WORK REQUIRED: Locate each line below that includes "gray" and reproduce it.

[Records from a collection]

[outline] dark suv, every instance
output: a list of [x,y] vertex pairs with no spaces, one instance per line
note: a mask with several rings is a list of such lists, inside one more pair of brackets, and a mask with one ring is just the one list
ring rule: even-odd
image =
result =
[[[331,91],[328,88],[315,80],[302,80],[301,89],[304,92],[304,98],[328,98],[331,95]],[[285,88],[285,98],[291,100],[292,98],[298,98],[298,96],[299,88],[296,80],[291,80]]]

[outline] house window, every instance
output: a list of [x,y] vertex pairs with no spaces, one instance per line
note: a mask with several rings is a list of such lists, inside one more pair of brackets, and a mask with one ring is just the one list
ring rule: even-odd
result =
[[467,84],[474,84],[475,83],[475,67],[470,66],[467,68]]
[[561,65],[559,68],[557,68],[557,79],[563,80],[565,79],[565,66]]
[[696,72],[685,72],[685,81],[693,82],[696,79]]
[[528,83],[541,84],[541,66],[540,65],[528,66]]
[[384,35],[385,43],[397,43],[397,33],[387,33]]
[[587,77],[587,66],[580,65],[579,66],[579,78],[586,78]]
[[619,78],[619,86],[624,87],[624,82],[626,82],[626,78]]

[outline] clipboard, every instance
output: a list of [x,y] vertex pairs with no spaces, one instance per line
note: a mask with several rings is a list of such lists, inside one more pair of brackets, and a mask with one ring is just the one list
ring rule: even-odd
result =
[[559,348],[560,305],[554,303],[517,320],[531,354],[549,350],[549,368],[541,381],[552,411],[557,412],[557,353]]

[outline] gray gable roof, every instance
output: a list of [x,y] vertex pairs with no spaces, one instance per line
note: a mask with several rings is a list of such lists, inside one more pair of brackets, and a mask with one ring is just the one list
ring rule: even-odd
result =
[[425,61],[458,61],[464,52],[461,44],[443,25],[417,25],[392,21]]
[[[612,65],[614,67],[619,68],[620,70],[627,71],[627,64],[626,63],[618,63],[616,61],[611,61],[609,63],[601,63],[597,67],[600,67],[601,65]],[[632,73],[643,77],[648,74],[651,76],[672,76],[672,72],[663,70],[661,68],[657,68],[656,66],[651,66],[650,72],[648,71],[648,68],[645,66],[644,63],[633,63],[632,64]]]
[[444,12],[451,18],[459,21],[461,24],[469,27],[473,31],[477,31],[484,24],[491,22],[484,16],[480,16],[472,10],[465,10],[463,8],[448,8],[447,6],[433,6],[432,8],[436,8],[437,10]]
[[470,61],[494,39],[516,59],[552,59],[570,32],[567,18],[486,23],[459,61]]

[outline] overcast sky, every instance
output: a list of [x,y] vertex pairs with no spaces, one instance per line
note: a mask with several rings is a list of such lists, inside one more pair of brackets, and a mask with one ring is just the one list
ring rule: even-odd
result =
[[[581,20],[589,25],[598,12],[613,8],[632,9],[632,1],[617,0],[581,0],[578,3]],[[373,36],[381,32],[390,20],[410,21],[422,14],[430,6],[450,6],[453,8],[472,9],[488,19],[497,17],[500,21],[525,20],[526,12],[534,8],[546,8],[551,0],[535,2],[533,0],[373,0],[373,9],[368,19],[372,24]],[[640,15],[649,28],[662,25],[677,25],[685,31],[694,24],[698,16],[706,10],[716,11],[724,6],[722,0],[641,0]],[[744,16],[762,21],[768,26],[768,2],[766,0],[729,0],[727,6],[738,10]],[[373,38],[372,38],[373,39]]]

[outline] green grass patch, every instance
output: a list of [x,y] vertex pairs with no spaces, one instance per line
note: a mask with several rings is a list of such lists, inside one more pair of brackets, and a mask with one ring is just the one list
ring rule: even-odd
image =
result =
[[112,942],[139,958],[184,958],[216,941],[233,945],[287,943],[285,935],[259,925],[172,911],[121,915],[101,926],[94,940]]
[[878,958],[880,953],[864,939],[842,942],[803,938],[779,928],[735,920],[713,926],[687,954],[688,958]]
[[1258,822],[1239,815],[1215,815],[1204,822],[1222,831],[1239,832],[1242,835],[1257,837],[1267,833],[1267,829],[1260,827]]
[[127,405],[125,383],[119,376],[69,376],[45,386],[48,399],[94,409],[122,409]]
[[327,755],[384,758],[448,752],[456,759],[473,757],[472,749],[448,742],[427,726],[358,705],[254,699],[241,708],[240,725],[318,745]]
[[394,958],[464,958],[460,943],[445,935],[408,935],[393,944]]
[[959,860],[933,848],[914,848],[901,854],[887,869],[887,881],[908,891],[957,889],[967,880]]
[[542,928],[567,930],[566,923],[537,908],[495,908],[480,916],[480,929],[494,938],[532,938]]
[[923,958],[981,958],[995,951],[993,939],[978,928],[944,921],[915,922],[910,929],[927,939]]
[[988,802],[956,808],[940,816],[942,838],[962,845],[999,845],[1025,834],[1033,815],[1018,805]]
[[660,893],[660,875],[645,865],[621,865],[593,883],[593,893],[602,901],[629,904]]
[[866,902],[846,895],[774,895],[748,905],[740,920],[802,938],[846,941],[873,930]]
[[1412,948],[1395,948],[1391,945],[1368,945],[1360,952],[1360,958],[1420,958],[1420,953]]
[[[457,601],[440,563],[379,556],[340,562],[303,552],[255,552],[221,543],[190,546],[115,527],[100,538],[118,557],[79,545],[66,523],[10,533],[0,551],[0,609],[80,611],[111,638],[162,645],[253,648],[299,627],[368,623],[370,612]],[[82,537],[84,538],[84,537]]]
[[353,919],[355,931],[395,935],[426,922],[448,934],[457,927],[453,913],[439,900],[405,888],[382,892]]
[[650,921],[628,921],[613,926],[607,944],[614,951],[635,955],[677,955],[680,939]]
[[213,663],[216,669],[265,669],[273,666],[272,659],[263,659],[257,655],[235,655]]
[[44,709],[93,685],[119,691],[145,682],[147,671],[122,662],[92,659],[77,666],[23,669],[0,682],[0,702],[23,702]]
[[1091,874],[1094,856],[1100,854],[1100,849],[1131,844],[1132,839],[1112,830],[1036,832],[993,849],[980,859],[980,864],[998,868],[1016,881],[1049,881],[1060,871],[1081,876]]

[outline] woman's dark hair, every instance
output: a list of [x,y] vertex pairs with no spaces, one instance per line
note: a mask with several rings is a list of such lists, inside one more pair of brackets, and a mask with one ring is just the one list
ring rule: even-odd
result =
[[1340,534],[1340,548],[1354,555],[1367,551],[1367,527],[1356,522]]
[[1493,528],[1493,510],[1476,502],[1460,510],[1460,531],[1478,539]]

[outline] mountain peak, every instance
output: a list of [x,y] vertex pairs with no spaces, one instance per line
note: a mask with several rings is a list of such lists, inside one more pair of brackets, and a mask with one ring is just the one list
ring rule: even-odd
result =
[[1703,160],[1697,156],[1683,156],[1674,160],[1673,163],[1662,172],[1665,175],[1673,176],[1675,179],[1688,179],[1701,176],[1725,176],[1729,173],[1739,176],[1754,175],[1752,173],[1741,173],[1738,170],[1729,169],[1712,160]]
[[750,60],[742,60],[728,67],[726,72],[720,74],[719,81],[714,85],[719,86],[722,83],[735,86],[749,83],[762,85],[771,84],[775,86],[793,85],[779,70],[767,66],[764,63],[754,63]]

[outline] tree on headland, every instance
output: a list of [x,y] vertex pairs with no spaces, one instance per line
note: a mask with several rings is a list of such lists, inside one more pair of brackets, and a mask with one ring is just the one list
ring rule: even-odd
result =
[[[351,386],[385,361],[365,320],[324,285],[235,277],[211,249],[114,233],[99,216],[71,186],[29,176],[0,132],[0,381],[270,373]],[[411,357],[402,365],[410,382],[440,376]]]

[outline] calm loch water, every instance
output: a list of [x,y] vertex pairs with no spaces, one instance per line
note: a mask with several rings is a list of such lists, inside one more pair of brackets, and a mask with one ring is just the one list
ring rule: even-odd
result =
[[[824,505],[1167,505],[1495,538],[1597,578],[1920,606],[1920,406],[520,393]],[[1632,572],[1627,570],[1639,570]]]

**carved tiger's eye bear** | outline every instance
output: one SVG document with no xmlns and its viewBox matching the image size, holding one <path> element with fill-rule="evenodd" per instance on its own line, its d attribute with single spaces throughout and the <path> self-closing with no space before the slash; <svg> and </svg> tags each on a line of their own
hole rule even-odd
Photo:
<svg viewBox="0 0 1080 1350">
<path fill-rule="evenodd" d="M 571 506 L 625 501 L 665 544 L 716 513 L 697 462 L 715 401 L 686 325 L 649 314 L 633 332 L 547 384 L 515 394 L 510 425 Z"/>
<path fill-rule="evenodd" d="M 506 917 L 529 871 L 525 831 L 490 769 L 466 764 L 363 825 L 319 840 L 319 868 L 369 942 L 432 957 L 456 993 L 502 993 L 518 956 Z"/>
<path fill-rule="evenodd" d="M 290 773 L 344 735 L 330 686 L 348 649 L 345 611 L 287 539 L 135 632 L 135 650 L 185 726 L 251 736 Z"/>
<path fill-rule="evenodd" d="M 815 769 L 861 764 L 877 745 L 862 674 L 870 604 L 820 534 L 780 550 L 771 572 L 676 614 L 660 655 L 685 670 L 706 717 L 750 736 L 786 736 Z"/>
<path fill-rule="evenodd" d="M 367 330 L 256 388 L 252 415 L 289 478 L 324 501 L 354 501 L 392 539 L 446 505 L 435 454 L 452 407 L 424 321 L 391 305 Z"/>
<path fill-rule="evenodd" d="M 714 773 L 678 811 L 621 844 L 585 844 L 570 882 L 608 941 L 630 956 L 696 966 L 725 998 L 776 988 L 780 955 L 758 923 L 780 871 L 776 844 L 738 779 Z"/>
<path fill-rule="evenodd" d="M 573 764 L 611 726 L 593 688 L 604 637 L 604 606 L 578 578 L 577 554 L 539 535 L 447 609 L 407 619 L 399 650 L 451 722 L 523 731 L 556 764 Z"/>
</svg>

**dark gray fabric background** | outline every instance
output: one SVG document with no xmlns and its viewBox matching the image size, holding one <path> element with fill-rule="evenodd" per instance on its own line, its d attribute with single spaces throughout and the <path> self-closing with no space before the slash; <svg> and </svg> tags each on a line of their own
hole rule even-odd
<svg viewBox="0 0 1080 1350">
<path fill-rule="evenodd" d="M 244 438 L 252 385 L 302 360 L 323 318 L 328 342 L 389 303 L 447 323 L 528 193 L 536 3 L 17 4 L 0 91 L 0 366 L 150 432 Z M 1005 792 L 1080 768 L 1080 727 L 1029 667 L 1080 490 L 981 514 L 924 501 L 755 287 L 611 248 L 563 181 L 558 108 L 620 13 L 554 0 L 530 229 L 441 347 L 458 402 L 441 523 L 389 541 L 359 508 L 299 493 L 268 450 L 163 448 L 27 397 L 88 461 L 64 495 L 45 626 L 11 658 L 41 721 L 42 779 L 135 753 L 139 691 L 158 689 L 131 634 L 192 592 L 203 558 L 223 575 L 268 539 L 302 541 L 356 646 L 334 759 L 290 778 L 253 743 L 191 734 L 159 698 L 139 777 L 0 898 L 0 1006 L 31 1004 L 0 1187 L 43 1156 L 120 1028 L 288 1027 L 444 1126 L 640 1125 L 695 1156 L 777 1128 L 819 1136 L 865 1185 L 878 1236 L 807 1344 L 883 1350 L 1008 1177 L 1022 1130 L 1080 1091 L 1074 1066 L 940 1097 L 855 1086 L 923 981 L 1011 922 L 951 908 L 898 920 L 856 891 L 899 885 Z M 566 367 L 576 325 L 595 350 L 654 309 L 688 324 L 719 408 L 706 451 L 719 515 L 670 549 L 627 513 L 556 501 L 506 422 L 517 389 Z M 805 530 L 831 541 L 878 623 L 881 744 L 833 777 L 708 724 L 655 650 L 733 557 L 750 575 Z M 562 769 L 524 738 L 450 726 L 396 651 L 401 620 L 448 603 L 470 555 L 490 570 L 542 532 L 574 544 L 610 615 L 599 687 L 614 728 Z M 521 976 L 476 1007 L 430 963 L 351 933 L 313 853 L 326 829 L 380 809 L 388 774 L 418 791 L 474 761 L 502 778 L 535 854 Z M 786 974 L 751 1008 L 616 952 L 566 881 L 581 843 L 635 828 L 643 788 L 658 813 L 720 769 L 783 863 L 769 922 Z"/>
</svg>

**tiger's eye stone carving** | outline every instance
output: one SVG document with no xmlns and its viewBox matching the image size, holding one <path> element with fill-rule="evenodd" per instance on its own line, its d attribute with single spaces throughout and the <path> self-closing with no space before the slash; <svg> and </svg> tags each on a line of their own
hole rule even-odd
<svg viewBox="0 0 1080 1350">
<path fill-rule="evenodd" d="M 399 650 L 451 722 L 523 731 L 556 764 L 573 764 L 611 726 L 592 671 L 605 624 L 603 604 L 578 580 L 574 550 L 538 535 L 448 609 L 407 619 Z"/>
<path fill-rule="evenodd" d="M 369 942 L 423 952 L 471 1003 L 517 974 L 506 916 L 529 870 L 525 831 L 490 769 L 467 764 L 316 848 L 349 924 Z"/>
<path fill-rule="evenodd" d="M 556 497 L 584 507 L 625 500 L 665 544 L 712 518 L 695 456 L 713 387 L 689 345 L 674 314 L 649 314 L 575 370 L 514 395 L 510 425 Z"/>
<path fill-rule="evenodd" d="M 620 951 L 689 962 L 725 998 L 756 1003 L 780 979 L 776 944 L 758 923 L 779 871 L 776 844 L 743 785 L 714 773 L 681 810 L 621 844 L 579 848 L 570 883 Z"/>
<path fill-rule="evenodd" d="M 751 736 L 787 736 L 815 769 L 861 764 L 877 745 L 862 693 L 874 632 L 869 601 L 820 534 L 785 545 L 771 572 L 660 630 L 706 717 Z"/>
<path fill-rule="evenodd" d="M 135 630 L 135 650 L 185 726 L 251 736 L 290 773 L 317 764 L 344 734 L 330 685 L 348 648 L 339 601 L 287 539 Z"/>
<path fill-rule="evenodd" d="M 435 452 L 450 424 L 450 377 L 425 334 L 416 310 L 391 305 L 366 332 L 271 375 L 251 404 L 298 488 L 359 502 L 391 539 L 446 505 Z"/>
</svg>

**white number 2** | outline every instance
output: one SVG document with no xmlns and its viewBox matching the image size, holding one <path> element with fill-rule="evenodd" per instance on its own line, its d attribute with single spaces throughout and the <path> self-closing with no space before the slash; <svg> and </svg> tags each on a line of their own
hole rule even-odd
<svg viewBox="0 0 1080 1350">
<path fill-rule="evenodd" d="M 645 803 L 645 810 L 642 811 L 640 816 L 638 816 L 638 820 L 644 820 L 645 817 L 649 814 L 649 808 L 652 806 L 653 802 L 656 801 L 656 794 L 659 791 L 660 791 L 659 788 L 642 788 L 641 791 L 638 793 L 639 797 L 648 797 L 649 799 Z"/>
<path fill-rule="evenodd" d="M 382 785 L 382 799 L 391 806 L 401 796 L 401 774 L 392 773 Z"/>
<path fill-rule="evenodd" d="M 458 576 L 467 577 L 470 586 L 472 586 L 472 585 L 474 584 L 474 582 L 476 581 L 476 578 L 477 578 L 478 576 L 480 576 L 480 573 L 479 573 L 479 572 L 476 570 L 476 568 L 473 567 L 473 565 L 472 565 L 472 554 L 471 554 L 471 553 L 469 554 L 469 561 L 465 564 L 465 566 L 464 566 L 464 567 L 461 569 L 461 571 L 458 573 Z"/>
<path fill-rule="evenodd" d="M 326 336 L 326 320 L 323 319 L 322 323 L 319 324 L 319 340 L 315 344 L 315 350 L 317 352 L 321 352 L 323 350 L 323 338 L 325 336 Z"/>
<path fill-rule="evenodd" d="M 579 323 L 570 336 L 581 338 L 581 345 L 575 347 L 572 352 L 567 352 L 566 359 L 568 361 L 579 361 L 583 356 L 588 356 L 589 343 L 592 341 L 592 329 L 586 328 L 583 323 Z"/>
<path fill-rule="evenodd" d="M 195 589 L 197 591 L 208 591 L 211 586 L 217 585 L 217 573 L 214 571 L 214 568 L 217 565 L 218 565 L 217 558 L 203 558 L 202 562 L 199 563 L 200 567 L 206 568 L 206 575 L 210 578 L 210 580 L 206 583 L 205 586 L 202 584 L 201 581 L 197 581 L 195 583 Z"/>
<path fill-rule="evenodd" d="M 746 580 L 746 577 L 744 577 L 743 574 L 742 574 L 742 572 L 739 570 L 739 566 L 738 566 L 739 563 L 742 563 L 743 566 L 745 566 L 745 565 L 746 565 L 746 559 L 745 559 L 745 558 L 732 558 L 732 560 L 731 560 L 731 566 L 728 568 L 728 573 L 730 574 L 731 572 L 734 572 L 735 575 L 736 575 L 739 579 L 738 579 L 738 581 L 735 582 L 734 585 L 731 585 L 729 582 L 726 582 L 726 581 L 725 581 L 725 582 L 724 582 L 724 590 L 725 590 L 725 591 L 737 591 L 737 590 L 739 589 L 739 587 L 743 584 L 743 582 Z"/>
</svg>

EXERCISE SOLUTION:
[outline] gray gable roof, every instance
**dark gray fabric background** | outline every instance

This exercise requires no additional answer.